## TASK REQUIREMENTS
Please pick out and copy each line in the records that contains the string "green". Matching is case-sensitive.

+++

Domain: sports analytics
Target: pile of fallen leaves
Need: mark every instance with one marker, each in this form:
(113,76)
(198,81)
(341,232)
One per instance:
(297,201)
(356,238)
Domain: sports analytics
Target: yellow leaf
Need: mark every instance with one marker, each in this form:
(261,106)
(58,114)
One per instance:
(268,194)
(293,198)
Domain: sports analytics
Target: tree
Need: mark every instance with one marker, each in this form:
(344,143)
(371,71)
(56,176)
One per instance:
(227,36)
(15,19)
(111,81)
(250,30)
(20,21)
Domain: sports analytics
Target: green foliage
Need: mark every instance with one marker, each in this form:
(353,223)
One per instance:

+++

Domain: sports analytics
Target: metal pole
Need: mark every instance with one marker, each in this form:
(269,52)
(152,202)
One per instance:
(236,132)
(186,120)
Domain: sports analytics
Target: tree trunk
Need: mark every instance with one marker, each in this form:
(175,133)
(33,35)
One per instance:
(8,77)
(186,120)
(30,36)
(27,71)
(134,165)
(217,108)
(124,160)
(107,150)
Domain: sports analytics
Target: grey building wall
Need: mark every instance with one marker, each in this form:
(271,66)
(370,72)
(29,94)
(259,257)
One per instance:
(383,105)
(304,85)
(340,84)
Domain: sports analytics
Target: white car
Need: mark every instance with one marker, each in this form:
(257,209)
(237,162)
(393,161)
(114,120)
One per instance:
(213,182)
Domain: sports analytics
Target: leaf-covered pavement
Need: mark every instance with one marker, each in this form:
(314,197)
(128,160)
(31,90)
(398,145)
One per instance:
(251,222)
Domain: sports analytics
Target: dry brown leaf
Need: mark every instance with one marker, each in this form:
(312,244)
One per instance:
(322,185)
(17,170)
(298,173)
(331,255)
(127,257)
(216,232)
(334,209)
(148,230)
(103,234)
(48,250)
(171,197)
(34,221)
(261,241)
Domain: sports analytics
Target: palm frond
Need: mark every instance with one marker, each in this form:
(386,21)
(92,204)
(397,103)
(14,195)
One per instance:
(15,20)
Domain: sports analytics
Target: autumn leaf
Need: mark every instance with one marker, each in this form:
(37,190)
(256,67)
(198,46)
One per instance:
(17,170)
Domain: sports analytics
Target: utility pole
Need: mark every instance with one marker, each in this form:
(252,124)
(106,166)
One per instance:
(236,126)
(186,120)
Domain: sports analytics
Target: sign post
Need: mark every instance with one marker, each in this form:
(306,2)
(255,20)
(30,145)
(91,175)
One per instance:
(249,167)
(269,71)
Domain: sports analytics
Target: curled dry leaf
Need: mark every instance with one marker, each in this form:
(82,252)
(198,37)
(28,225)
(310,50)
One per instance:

+++

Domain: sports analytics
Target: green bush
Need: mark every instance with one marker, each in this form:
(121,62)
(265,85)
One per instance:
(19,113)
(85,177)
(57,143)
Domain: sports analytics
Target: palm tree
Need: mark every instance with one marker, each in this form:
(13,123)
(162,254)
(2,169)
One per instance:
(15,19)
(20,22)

+++

## ANSWER TO THIS EXERCISE
Target: green foliage
Target: green bush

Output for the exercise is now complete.